[RECORD EXTRACTS start]

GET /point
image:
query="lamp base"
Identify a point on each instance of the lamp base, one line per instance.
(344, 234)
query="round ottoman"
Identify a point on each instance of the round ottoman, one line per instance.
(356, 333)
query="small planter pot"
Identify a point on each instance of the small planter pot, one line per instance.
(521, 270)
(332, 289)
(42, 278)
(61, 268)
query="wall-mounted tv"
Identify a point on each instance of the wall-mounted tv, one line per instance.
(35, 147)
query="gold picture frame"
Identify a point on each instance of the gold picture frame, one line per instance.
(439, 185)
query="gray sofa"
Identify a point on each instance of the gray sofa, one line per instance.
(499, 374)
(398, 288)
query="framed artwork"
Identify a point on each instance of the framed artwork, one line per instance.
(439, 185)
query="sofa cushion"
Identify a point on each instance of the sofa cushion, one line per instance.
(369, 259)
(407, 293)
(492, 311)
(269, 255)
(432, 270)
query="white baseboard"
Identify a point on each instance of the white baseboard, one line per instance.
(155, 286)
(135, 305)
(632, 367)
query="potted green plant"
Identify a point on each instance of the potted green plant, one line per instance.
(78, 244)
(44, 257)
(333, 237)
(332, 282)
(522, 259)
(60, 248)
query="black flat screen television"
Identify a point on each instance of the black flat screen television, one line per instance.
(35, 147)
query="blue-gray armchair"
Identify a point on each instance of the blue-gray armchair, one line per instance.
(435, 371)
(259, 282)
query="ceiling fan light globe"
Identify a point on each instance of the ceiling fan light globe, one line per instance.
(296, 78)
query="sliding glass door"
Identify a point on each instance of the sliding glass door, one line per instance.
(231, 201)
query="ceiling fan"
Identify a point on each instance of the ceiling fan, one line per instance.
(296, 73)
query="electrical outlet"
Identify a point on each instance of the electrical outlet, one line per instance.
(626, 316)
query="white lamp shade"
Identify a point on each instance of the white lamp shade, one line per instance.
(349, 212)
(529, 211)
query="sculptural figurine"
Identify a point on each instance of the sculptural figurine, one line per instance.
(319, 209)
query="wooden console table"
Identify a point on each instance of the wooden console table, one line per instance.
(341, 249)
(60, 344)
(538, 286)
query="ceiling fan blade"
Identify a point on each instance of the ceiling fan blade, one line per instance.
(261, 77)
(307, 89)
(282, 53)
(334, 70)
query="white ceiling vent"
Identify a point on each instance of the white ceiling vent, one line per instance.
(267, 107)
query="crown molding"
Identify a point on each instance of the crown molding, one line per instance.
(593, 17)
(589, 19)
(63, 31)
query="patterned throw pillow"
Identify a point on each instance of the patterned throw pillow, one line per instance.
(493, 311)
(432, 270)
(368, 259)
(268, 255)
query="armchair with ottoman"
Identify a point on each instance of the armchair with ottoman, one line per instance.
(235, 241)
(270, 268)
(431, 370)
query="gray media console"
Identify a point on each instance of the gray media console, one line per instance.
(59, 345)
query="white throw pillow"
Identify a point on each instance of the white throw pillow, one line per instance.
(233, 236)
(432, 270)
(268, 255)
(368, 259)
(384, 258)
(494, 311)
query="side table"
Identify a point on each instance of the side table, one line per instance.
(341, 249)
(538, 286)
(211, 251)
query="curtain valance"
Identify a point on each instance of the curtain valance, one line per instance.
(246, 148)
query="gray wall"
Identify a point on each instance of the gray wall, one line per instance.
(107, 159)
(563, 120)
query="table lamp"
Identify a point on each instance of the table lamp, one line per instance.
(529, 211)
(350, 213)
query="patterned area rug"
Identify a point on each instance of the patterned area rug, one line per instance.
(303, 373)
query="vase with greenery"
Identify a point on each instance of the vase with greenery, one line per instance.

[RECORD EXTRACTS end]

Copy the data above exactly. Every line must be included.

GET /point
image:
query="lamp base"
Identify a point on each instance of the lamp base, one line per instance.
(344, 234)
query="round ottoman"
Identify a point on each instance of the round ottoman, one line per instance.
(356, 333)
query="small planter pot"
Identify a point on each instance of the small planter pot, one line per instance.
(521, 270)
(332, 289)
(42, 278)
(61, 268)
query="wall-mounted tv"
Identify a point on each instance of the wall-mounted tv, one line per instance.
(35, 147)
query="gold picture frame"
Identify a point on each instance of the gold picture frame, one line per instance.
(439, 185)
query="gray sofa"
Identify a point on each instance of the gray sofa, one line per instance.
(499, 374)
(398, 288)
query="framed artwork"
Identify a point on each instance of the framed artwork, one line per instance.
(439, 185)
query="sofa cushion"
Identify a point on each instance of the sofa cushion, one line per instance.
(369, 259)
(407, 293)
(492, 311)
(269, 255)
(432, 270)
query="white baseboard"
Identify a point on each instance of the white baseboard, one line per instance.
(155, 286)
(135, 305)
(632, 367)
query="potted green plant"
Identify a point on each instance of the potted green plant, one line per instance.
(78, 244)
(44, 257)
(333, 237)
(332, 282)
(522, 259)
(60, 248)
query="black flat screen television"
Identify a point on each instance of the black flat screen television, one line per instance.
(35, 147)
query="blue-gray armchair"
Identify a point on each instance of the blue-gray armchair, one line per instance.
(435, 371)
(259, 282)
query="ceiling fan light globe"
Identify a point on each instance of the ceiling fan light globe, one line per instance.
(296, 78)
query="sliding glass door"
Identify a point on each instance of the sliding glass door, one line per instance.
(231, 201)
query="ceiling fan"
Identify a point on each instance of the ceiling fan, one line per instance.
(296, 73)
query="electrical outlet"
Identify a point on each instance of the electrical outlet, one line per instance.
(626, 316)
query="white lamp shade"
Identify a point on each instance of the white lamp shade, one line per instance.
(349, 212)
(529, 211)
query="sculptural figurine"
Identify a point on each instance of the sculptural figurine, one line per instance.
(319, 209)
query="wooden console table"
Identify a point on each instance of the wooden console table, one line per instance.
(341, 249)
(60, 344)
(538, 286)
query="ceiling fan blade"
Identify a point on each instance of the ceiling fan blade, one line per instance.
(261, 77)
(307, 89)
(282, 53)
(334, 70)
query="white ceiling vent"
Identify a point on each instance of the white ceiling vent, one line per instance.
(267, 107)
query="crown molding"
Identify a point on each instance of the crown molding, one line per instance.
(593, 17)
(589, 19)
(63, 31)
query="patterned throw pillow"
Identify a point on each instance of the patterned throw pillow, one line per instance.
(493, 311)
(432, 270)
(368, 259)
(268, 255)
query="armchair with ottoman"
Identify a point on each instance of the armchair with ottoman, one line per instance.
(235, 241)
(270, 268)
(431, 370)
query="gray media console"
Identify a point on each instance of the gray media console, one line per instance.
(59, 345)
query="white throw pillow"
Identify a point on each instance of the white throw pillow, one line per instance.
(233, 236)
(432, 270)
(268, 255)
(368, 259)
(384, 258)
(494, 311)
query="side table"
Identify a point on each instance of the side table, one line per instance.
(341, 249)
(538, 286)
(211, 251)
query="curtain valance"
Identify a point on each instance of the curtain valance, one line per instance.
(246, 148)
query="gray wall"
Identify a point on each instance of the gray wall, one line per instance.
(107, 159)
(563, 120)
query="table lamp"
Identify a point on each instance of the table lamp, one line per instance.
(529, 211)
(350, 213)
query="patterned area rug"
Identify a point on each instance of the patterned area rug, one line per instance.
(303, 373)
query="vase with greenery"
Identify a point on each instance of the vase with greenery, one line per instance.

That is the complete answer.